■ Task objective
Transcribe the listing below in its entirety.

■ Extracted entries
..............................

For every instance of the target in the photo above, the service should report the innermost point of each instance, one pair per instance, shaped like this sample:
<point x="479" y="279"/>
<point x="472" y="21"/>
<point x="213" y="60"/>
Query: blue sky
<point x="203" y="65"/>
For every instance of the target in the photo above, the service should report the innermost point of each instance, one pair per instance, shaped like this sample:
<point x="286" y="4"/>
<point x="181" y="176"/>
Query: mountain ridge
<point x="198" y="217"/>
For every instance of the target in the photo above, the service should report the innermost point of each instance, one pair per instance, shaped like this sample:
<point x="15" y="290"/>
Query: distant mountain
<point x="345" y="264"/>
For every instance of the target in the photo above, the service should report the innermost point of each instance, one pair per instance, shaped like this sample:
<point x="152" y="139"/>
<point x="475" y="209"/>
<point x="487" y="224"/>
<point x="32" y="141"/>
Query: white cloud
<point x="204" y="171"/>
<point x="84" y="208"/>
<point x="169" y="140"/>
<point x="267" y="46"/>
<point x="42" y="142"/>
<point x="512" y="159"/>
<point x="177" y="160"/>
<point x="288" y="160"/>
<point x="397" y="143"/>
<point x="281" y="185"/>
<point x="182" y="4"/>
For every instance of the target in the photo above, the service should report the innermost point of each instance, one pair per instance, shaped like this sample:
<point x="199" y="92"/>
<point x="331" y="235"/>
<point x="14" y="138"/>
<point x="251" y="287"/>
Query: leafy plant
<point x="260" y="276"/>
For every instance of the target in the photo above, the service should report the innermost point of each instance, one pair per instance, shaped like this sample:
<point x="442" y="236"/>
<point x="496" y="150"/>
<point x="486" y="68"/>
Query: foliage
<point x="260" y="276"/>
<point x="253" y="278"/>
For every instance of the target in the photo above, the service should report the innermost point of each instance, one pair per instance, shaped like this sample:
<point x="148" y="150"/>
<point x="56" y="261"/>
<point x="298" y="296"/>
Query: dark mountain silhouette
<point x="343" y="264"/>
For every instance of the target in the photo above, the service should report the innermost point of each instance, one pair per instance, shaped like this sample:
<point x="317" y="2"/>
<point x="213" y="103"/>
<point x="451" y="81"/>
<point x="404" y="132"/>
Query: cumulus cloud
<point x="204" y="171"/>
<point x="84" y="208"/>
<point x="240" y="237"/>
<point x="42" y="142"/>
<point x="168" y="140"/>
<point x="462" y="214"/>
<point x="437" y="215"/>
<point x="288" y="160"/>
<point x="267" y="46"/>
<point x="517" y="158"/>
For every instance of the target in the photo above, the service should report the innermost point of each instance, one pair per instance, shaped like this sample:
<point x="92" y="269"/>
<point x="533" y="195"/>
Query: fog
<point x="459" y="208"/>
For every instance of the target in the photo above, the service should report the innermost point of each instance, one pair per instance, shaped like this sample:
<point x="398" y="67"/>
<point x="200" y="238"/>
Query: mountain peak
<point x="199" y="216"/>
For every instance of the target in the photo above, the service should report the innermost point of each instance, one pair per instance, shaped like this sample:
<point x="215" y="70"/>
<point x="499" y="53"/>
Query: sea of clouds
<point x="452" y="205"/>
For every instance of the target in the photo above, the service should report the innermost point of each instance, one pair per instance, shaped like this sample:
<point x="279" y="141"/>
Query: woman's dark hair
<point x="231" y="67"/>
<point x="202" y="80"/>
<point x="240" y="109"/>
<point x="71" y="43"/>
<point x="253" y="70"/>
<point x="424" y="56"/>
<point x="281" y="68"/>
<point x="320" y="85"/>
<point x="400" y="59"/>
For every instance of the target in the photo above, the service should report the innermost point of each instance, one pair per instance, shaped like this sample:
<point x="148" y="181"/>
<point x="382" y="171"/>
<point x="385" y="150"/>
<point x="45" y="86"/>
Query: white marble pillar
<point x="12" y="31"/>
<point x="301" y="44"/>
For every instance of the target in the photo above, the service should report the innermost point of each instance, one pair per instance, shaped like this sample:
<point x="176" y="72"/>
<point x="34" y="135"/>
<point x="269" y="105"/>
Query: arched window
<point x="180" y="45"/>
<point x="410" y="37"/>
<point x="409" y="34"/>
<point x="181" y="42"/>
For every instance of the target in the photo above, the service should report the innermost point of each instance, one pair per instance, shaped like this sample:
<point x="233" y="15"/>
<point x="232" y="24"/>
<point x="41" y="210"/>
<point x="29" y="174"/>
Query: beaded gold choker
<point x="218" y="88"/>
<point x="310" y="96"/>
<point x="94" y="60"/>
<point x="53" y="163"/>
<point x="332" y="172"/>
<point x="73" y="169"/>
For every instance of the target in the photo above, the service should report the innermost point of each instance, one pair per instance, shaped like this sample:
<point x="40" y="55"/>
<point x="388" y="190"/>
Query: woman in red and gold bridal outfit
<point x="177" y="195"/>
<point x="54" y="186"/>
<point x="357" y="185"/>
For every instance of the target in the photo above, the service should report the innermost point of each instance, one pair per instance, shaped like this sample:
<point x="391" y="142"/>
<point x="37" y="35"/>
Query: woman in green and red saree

..............................

■ Worked solution
For every instance of the target in the photo above, the service should report the innermost point of each instance, one pair per instance, shaped like this sample:
<point x="479" y="279"/>
<point x="472" y="21"/>
<point x="213" y="60"/>
Query: blue sky
<point x="203" y="65"/>
For every instance of the target in the photo above, the service should report the innermost point of each instance, one pair per instance, shaped like this sample:
<point x="286" y="4"/>
<point x="181" y="176"/>
Query: mountain ridge
<point x="198" y="217"/>
For every instance of the target in the photo above, the service should report the innermost point of each instance, one pair per instance, shaped like this sample:
<point x="15" y="290"/>
Query: distant mountain
<point x="345" y="264"/>
For every instance of the target in the photo above, the service should report the innermost point of each instance, one pair per instance, shaped like this sample:
<point x="152" y="139"/>
<point x="475" y="209"/>
<point x="487" y="224"/>
<point x="32" y="141"/>
Query: white cloud
<point x="204" y="171"/>
<point x="84" y="208"/>
<point x="169" y="140"/>
<point x="267" y="46"/>
<point x="42" y="142"/>
<point x="512" y="159"/>
<point x="177" y="160"/>
<point x="288" y="160"/>
<point x="397" y="143"/>
<point x="281" y="185"/>
<point x="182" y="4"/>
For every instance of the target in the photo above, the service should report the innermost point of each instance, one pair per instance, shaped like this sample:
<point x="199" y="92"/>
<point x="331" y="235"/>
<point x="14" y="138"/>
<point x="251" y="287"/>
Query: leafy plant
<point x="260" y="276"/>
For every instance of the target in the photo above, the service should report the innermost point of each instance, one pair per instance, shaped like this sample:
<point x="442" y="236"/>
<point x="496" y="150"/>
<point x="486" y="68"/>
Query: foliage
<point x="260" y="276"/>
<point x="253" y="278"/>
For every instance of the target in the photo above, the service should report the innermost point of each instance, one pair per instance, shaped like this sample:
<point x="148" y="150"/>
<point x="56" y="261"/>
<point x="298" y="296"/>
Query: dark mountain silhouette
<point x="343" y="264"/>
For every instance of the target in the photo above, the service should report the innermost point of each instance, one pair per instance, shaped like this sample:
<point x="317" y="2"/>
<point x="213" y="103"/>
<point x="451" y="81"/>
<point x="404" y="132"/>
Query: cumulus cloud
<point x="204" y="171"/>
<point x="84" y="208"/>
<point x="240" y="237"/>
<point x="42" y="142"/>
<point x="168" y="140"/>
<point x="462" y="214"/>
<point x="437" y="215"/>
<point x="288" y="160"/>
<point x="267" y="46"/>
<point x="517" y="158"/>
For every instance of the target in the photo above, the service should report the innermost point of each instance, one pair per instance, shaped like this sample:
<point x="92" y="269"/>
<point x="533" y="195"/>
Query: fog
<point x="459" y="208"/>
For every instance of the target in the photo above, the service should report the innermost point of each instance, one pair per instance, shaped like this sample:
<point x="398" y="67"/>
<point x="200" y="238"/>
Query: mountain peak
<point x="199" y="216"/>
For every instance of the target in the photo above, the service should report the innermost point of each instance, one pair per instance, shaped like this sample:
<point x="215" y="70"/>
<point x="499" y="53"/>
Query: sea of clouds
<point x="452" y="205"/>
For every instance of the target in the photo above, the service should report the innermost point of each instance, one pair per instance, shaped like this sample:
<point x="279" y="141"/>
Query: woman's dark hair
<point x="231" y="67"/>
<point x="202" y="80"/>
<point x="240" y="109"/>
<point x="71" y="43"/>
<point x="253" y="70"/>
<point x="424" y="56"/>
<point x="281" y="68"/>
<point x="320" y="85"/>
<point x="400" y="59"/>
For every instance of the target in the photo above, the service should report the innermost point of each instance, one pair per instance, shaped like this sample:
<point x="148" y="181"/>
<point x="382" y="171"/>
<point x="385" y="150"/>
<point x="45" y="86"/>
Query: white marble pillar
<point x="12" y="31"/>
<point x="301" y="44"/>
For every instance of the target in the photo above, the service should report the innermost point of each instance, one pair per instance, shaped like this sample:
<point x="176" y="72"/>
<point x="34" y="135"/>
<point x="269" y="105"/>
Query: arched window
<point x="180" y="45"/>
<point x="410" y="37"/>
<point x="409" y="34"/>
<point x="181" y="42"/>
For every instance of the target in the photo above, the service should report the innermost point of each instance, one pair per instance, shaped like this sample:
<point x="233" y="15"/>
<point x="232" y="24"/>
<point x="41" y="210"/>
<point x="29" y="174"/>
Query: beaded gold choker
<point x="218" y="88"/>
<point x="310" y="96"/>
<point x="94" y="60"/>
<point x="53" y="163"/>
<point x="332" y="172"/>
<point x="73" y="169"/>
For every instance of the target in the photo above, the service should report the innermost point of each instance, one pair per instance, shaped like this sample:
<point x="40" y="55"/>
<point x="388" y="190"/>
Query: woman in red and gold bridal outfit
<point x="177" y="195"/>
<point x="54" y="186"/>
<point x="357" y="185"/>
For every instance of the target in the photo above, the service should report the innermost point of each instance, one pair per instance, shaped like this sample:
<point x="391" y="142"/>
<point x="37" y="35"/>
Query: woman in green and red saree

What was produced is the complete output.